Aim:
Write the next portion of the forum thread on Canadian federal politics, starting right after its final sentence.

Page extract:
What a lot of folks don't realize is just how much time will be spent over the next few months preparing what are called "briefing books" to bring the new cabinet ministers up to speed on what goes on within the departments and agencies in their portfolio. When you read transcripts of parliamentary committees, you just shake your head in disbelief at how little MPs know about the very governments they are supposed to steer. Our deputy head appeared before a Commons committee early last year, and a Conservative member from Edmonton asked her if our department had a web-site. Now THERE'S someone you want influencing federal policy. I'm just glad I work in an independent agency that doesn't report to a cabinet minister.


----------



## dwagar (Mar 6, 2006)

I have to admit one of my early predictions turned out very wrong. I had, much earlier in this thread, predicted that Jack Layton was poised to take official opposition.

I still think they could have if he'd kept on message v the Liberals, rather that going off into some never never land of becoming the PM.

I didn't think the Green Shift was going to work for the Ls. Canadians aren't stupid. If they think by telling us we're going to get a $100 a month tax credit that's supposed to somehow offset billions of $ of extra spending, that ain't gonna fly. Don't tell me that somehow 'big oil' is gonna pay for it. I know it's going to come back at me at the pump. Give me a break.

Bob Rae did try to get Dion off that message, but he got pushed aside. 

Besides, environmental issues aren't new. Wasn't it Burton Cummings that sang something like _"God save Mother Nature, we never really wanted to say goodbye"_ back in the 60s?

But Dion wanted to be Al Gore, and thought that'd work.

Did Harper really want a majority? Very likely. But, one of the journalists I saw interviewed put it pretty clearly, the Conservatives don't have the 'strength on the benches'. They made 2 critical errors. And maybe, in retrospect, that was a good thing.

Excerpts from labeled region data
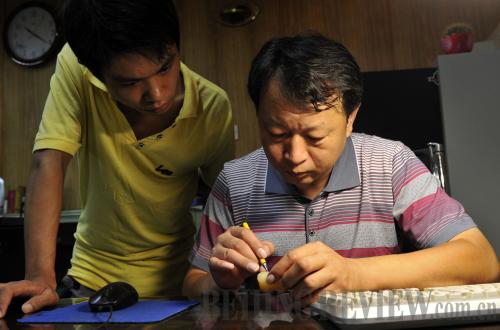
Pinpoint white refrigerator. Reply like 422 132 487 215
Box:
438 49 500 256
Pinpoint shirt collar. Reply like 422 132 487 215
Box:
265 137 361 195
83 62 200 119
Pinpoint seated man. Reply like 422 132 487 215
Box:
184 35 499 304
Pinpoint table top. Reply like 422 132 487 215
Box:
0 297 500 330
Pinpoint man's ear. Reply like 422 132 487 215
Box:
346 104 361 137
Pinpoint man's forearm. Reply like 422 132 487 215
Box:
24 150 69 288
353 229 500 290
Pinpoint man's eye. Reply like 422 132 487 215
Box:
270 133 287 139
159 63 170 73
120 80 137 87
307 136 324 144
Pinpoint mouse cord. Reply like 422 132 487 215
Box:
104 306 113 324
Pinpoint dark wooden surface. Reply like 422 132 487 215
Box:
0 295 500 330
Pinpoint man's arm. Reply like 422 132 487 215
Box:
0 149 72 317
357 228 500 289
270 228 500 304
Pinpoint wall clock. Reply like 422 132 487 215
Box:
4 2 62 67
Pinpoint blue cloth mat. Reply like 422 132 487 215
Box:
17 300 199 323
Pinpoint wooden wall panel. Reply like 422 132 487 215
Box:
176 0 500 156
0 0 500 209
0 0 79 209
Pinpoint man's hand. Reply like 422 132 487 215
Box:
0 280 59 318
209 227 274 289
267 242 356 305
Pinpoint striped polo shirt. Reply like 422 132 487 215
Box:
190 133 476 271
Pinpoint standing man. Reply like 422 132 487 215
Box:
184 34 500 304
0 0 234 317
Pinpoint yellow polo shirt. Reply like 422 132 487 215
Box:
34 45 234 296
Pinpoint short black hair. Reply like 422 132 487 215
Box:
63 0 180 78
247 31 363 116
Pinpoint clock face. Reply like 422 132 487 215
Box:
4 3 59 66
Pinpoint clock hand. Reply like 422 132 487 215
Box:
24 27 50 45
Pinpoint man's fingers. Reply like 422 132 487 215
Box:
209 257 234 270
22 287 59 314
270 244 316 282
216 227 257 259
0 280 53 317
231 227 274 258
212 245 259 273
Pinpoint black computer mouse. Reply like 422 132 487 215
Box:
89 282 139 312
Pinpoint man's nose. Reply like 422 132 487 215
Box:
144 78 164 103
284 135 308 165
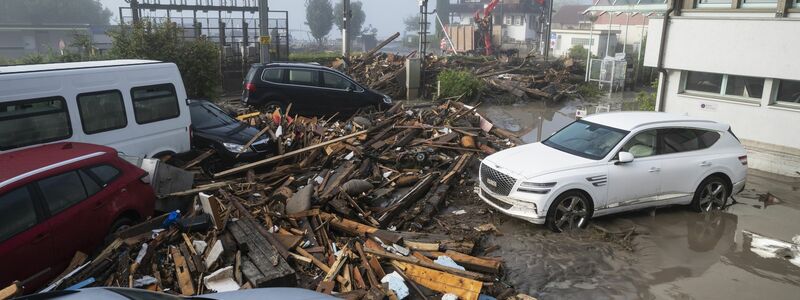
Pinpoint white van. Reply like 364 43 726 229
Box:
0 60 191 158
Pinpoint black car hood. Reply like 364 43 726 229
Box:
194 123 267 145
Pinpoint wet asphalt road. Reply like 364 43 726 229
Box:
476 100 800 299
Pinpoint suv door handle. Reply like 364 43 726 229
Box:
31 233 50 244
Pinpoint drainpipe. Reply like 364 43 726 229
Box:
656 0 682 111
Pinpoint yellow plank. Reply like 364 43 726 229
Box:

Written answer:
I think we got exactly the government we wanted. A strong conservative government to deal with the economic crisis, but one that is going to have to deal with the other parties to keep them aware of social issues that may slip out of the picture.

And the Conservatives should, I hope, grow into a real national party that should win a majority in the next election. If they don't grow into it, then they don't deserve it.


----------



## allthumbs56 (Jul 24, 2006)

Frankly, I don't know how the Bloc will ever lose Quebec as long as they remain the province's "voice" in parliament. They got exactly what they had the last time.

And with a few exceptions, Ontario remained Liberal.

As a matter of fact, aside from the PC's getting 20 more seats, nothing really changed. In spite of all the miscues, policy blunders, and suicidal soundbites.

And I suppose that the message our poiticians should take home with them is "Our opinions haven't changed in the past 18 months. Stop with the games and get to work".

And I do believe that they got it ..... and will play nice together for the next 24 - 36 months........ or about how long it will take for the Liberals to get a new leader and some money in their coffers.


----------



## kat_ (Jan 11, 2007)

mhammer said:


> I imagine the same way that Albertan voters think of the Conservatives as "their" party.


That sentence really stood out to me, even though it was just a side note to your main points. I'm Albertan and I don't think of the Tories as our party and I don't know anyone else who does. I know many people here who would never, ever vote Liberal so the Conservatives win by being 'the other guy' but they're not our party. Reform was our party. Tories are still an old Central Canadian party, and Harper doesn't change that.


----------



## Guest (Oct 15, 2008)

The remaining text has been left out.